Data items:
——————————

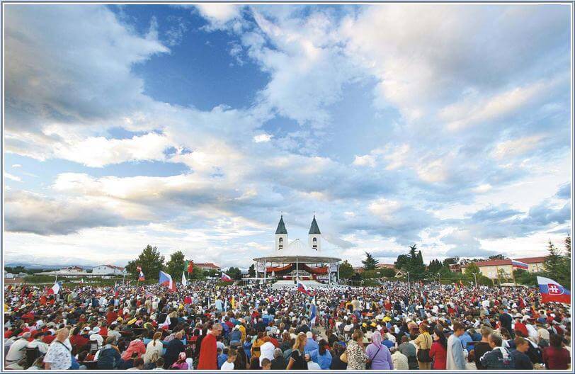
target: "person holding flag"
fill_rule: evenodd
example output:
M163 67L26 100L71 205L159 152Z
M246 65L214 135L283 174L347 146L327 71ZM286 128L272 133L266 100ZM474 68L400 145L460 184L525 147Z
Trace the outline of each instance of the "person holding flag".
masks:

——————————

Your instructions » Substitute "banner" for every "flag" in the material above and write the lines out again with nothing else changed. Leave the pictures out.

Output of the exercise »
target: "person holding banner"
fill_rule: evenodd
example output:
M163 67L26 100L71 205L159 152Z
M246 65L214 135L283 174L347 146L327 71ZM286 128L272 133L266 100ZM474 68L400 145L460 184L525 147Z
Trace the outline of each instance of the "person holding banner".
masks:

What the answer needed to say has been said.